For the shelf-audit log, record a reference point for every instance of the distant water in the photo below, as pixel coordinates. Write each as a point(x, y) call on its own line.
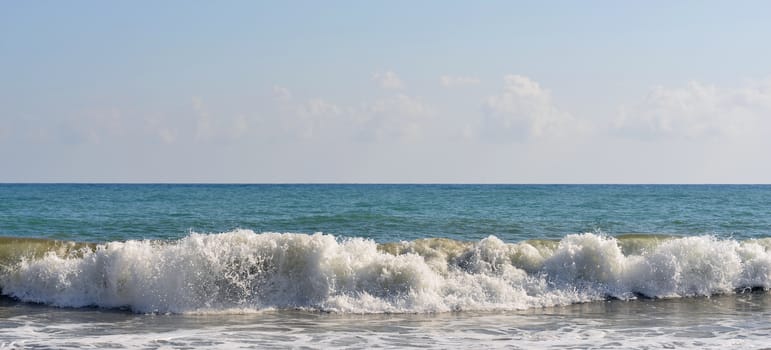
point(191, 266)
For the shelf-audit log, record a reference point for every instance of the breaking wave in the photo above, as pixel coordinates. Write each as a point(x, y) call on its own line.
point(243, 271)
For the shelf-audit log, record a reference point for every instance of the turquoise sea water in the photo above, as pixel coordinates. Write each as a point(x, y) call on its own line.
point(385, 213)
point(361, 266)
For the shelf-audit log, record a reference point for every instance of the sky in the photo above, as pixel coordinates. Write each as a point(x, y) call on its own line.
point(385, 91)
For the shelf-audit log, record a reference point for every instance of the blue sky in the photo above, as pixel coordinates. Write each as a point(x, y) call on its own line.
point(391, 91)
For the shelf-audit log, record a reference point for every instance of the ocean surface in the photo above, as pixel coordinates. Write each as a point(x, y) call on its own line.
point(385, 266)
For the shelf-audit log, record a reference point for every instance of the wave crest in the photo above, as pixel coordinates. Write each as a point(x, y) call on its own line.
point(245, 271)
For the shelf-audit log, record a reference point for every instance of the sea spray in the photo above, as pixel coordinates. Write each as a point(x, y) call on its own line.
point(249, 272)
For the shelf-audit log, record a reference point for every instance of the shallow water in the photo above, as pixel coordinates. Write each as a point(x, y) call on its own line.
point(398, 266)
point(728, 321)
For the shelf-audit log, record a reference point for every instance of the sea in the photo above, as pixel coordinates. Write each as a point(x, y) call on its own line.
point(359, 266)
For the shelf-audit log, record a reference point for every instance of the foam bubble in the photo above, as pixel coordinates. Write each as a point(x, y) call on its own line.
point(245, 271)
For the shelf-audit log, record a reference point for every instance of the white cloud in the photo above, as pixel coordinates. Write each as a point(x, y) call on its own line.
point(308, 119)
point(208, 128)
point(397, 117)
point(282, 93)
point(388, 80)
point(457, 81)
point(699, 110)
point(524, 109)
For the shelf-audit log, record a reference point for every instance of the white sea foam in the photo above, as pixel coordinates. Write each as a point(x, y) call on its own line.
point(248, 272)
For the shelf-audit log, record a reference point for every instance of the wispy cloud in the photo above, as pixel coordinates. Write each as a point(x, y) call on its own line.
point(450, 81)
point(523, 109)
point(388, 80)
point(698, 110)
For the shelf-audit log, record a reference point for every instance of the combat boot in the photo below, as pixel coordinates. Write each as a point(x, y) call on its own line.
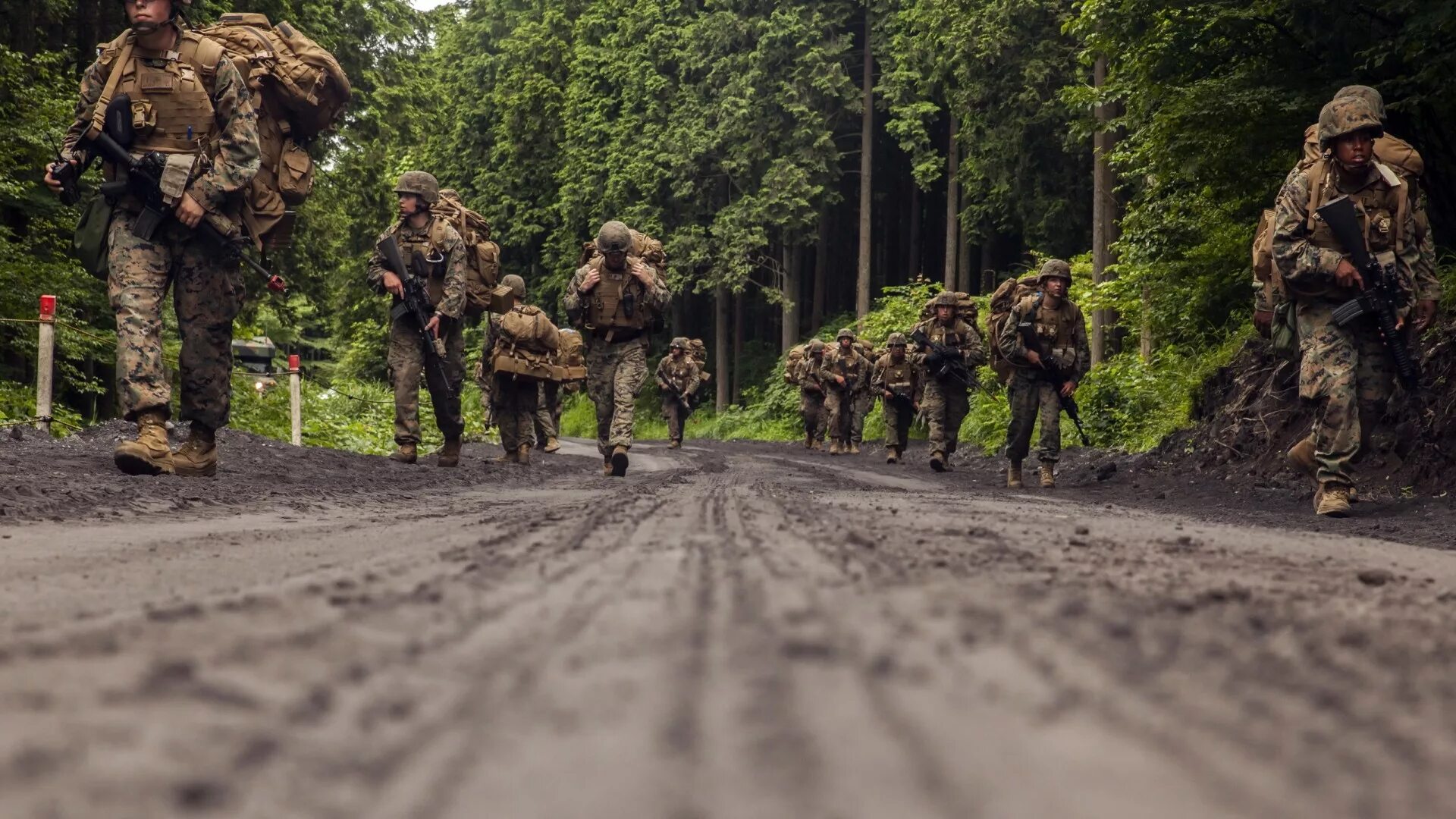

============

- PROBLEM
If a record contains a picture, omit the picture and repeat everything else exactly.

- SOLUTION TO THIS PROBLEM
For the shelf-audit log, record a reference point for every instance of the distant water in the photo below, as pixel coordinates. Write each as a point(x, y) call on its own line.
point(191, 266)
For the shelf-audit log, record a reference point for every instance of the breaking wave in the photo above, as pixel coordinates. Write each as a point(x, y) call on its own line.
point(243, 271)
For the shelf-audit log, record a reference point for every instance of the turquoise sea water in the photo above, as pixel coordinates. Write each as a point(x, y) call on its own line.
point(385, 213)
point(361, 266)
For the shelf-audit log, record a reference point for every instance of the sky in the photo above, as pixel coordinates. Write each as a point(x, y) call on its own line.
point(385, 91)
For the shelf-audit log, record a reference point for every instance of the blue sky in the photo above, as pixel coordinates. Write each as a point(x, y) call on its own line.
point(391, 91)
For the shelf-audit log, record a reference point for every instance of the ocean surface in the photo above, as pixel coordinates. Write each as a point(x, y) call on its own line.
point(385, 266)
For the shelf-audit log, record a reference point for every instance of the wave crest in the photo above, as pixel coordinates. Write each as a point(x, y) call on its own line.
point(245, 271)
For the shelf-audit log, record a reference point for every instance of the sea spray in the photo above, as pixel coordinates. Write each as a point(x, y) call on its own line.
point(249, 272)
For the shelf-audit log, record a reference point for every instance of the shallow water in the photo above, as pixel coordinates. Write each as a point(x, y) call on its own line.
point(398, 266)
point(728, 321)
For the shelf-audit log, record a reference point for every instance of the sea in the photo above, as pixel coordinates. Write each as a point(x, y) call on its own line.
point(359, 266)
For the shelf-audit log, record a reference point for every instance of the foam bubble in the photo above, as pixel coordinates. Write each as a point(x, y) call on its own line.
point(245, 271)
For the shelf-audit log, record a reference point for every instance of the white cloud in the photo above, as pixel coordinates. Write each as a point(x, y) call on its own line.
point(308, 119)
point(208, 128)
point(397, 117)
point(282, 93)
point(388, 80)
point(457, 81)
point(699, 110)
point(524, 109)
For the shelf-audit log, record a reference point for every instance of the white sea foam in the photo above, as pixel coordinates. Write each as a point(x, y) call on its own line.
point(248, 272)
For the shelf-audit log, record a reference point for every instance of the wispy cloud in the photo above, as pixel coordinates. Write each as a point(x, y) call on its own line.
point(450, 81)
point(523, 109)
point(388, 80)
point(698, 110)
For the shelf-audit log, record a reference point for every instance of the combat boot in the photo below, as pixel coordinates. Write each as a point(x, y) call on its own line.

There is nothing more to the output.